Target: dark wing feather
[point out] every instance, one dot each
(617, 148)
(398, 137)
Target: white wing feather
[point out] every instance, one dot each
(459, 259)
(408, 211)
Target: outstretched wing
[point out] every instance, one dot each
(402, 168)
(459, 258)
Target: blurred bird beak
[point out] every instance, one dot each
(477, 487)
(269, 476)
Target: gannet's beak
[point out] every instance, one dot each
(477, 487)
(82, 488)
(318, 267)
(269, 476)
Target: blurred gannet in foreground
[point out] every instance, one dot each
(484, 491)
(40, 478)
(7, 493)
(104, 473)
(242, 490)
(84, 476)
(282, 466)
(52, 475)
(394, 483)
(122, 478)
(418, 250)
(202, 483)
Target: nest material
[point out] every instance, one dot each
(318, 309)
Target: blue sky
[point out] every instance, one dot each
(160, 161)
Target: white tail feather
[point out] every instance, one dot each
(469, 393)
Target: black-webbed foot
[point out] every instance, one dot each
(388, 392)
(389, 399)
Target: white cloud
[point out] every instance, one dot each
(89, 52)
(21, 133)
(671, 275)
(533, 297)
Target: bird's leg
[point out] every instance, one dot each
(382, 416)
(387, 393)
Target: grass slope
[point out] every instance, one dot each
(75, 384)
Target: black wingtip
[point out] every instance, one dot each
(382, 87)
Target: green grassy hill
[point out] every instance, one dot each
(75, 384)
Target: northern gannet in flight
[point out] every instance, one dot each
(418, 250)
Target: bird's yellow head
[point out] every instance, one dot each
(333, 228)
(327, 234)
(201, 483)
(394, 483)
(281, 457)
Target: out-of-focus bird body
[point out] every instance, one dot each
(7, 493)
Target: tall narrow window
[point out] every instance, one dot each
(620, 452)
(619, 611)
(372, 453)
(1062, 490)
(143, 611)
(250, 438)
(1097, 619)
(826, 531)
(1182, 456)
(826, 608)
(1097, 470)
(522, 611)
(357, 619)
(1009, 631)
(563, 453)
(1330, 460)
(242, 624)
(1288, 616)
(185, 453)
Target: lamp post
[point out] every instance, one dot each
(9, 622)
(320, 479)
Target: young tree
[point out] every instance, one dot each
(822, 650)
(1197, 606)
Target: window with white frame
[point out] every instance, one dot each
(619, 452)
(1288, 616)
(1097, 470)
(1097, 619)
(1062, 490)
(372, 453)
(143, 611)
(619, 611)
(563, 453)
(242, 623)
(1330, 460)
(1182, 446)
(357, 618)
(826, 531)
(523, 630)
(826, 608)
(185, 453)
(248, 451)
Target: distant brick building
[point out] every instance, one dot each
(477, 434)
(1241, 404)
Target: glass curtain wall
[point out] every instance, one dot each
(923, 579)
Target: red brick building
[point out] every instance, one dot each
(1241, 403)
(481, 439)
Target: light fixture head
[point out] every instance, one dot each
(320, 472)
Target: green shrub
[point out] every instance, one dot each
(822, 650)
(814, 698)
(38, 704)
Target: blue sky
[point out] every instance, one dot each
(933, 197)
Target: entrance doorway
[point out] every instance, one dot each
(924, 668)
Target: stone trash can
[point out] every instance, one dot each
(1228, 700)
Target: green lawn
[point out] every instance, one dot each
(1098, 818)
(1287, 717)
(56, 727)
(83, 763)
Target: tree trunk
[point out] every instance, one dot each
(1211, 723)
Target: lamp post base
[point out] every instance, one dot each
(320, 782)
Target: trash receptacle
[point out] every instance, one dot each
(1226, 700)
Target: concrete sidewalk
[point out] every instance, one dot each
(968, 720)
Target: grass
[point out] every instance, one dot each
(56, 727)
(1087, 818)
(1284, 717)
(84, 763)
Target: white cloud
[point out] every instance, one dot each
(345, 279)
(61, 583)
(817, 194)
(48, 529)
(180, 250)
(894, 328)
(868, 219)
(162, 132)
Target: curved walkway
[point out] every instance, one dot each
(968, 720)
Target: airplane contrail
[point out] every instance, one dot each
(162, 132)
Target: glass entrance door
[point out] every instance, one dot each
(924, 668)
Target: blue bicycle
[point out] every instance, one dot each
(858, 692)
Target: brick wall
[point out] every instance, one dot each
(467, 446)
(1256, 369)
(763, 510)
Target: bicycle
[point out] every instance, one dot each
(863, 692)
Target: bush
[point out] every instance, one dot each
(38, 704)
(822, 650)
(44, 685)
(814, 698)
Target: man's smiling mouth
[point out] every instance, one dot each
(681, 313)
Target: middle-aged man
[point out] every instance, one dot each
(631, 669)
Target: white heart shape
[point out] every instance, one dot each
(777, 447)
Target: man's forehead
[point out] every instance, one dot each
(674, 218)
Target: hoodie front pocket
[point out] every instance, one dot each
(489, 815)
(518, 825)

========================

## What to produce:
Extract the data exactly as given.

## The completed task:
Target: dark wing feather
[point out] every instance, one dot each
(617, 148)
(398, 137)
Target: white wing feather
[point out] every instance, one dot each
(459, 259)
(408, 211)
Target: outstretched wing
[point out] every instance, one dot each
(402, 168)
(459, 258)
Target: blurred bird beak
[point out] every instance, one dot each
(477, 487)
(269, 476)
Target: gannet's beak
[point out] every instance, one dot each
(477, 487)
(82, 488)
(318, 267)
(269, 476)
Target: blurred gannet in foreground
[point out] every instance, one dot each
(484, 491)
(40, 478)
(7, 493)
(104, 473)
(242, 490)
(84, 476)
(282, 466)
(52, 475)
(394, 483)
(122, 478)
(418, 250)
(202, 483)
Target: nest material
[point out] every instance, one dot each
(318, 309)
Target: blue sky
[point out] every instance, one dot each
(160, 161)
Target: white tail feather
[point out] every instance, one dot each
(469, 393)
Target: black-webbed foot
[point out] every instance, one dot each
(388, 392)
(389, 399)
Target: white cloud
[point out] every instance, one dot each
(89, 52)
(21, 133)
(671, 275)
(533, 297)
Target: bird's leg
[point out] every instance, one dot each
(382, 416)
(387, 393)
Target: grass slope
[point out] every instance, one dot each
(75, 384)
Target: black wingtip
[point out] every instance, one dot each
(382, 87)
Target: green grassy hill
[point out] every instance, one dot each
(75, 384)
Target: northern gannet in flight
[point out] every instance, one dot each
(418, 250)
Target: bird's yellow head
[point out] every instance, one dot each
(333, 228)
(327, 234)
(201, 483)
(394, 483)
(281, 457)
Target: out-of-focus bird body
[point out] every instance, one dot each
(7, 493)
Target: tall narrow window
[point out] every instance, one dot each
(620, 452)
(619, 611)
(372, 453)
(1062, 490)
(143, 611)
(250, 438)
(1097, 619)
(826, 531)
(1182, 456)
(826, 608)
(1097, 470)
(522, 611)
(357, 619)
(1009, 631)
(563, 453)
(1330, 460)
(242, 624)
(1288, 616)
(185, 453)
Target: lamp post
[point out] every instance, one dot each
(9, 622)
(320, 479)
Target: young tree
[point out] every instance, one dot each
(822, 650)
(1197, 606)
Target: window with white frame
[point out] every instance, one dot each
(619, 452)
(1288, 616)
(1097, 470)
(1097, 619)
(1062, 490)
(372, 453)
(143, 611)
(619, 611)
(563, 453)
(242, 623)
(1330, 460)
(1182, 446)
(357, 618)
(826, 531)
(523, 630)
(826, 608)
(185, 453)
(248, 451)
Target: distant brick building
[point out] every instance, one dot each
(477, 434)
(1241, 404)
Target: glass curtain wall
[point out] every instance, one dot each
(923, 579)
Target: red brick building
[point out] every instance, one dot each
(1241, 403)
(481, 439)
Target: light fixture head
[point out] every instance, one dot each
(320, 472)
Target: green shrub
[point out] every instance, one dot each
(822, 650)
(814, 698)
(38, 704)
Target: blue sky
[point out] every instance, one dot each
(933, 197)
Target: entrance doorway
[point out] every instance, one dot each
(924, 668)
Target: stone trash can
[point out] every instance, one dot each
(1228, 700)
Target: green lawn
[point out] every instance, one dot each
(1098, 818)
(1287, 717)
(56, 727)
(83, 763)
Target: tree trunk
[point out] every instance, one dot each
(1211, 723)
Target: lamp post base
[point out] every instance, one dot each
(320, 782)
Target: trash receptacle
[point out] every instance, one dot each
(1226, 700)
Target: concrete sidewalk
[point out] every instance, one dot each
(968, 720)
Target: grass
[point out] every instance, one dot each
(56, 727)
(1087, 818)
(1284, 717)
(84, 763)
Target: white cloud
[point out] every instance, one dot each
(345, 279)
(61, 583)
(817, 194)
(48, 529)
(180, 250)
(894, 328)
(868, 219)
(162, 132)
Target: curved walkway
[point out] every instance, one dot each
(968, 720)
Target: airplane contrail
[point out] every instance, one dot each
(162, 132)
Target: glass entrance door
[point out] every instance, one dot each
(924, 668)
Target: blue bicycle
[point out] every instance, one dot each
(858, 692)
Target: brick wall
[point out] every instance, one dot each
(467, 446)
(1256, 369)
(763, 510)
Target: bicycle
[point out] every instance, one dot each
(863, 692)
Target: bush
[point out] every instance, one dot each
(38, 704)
(822, 650)
(44, 685)
(814, 698)
Target: man's smiling mouth
[point out] every instance, one dot each
(681, 313)
Target: middle-aged man
[point out] every instance, one dot each
(631, 669)
Target: white heart shape
[point out] every instance, one dot each
(777, 447)
Target: man's forehead
[point out] every instance, one dot each
(674, 218)
Target: hoodie front pocket
[point out] every instance, one dot each
(489, 815)
(518, 825)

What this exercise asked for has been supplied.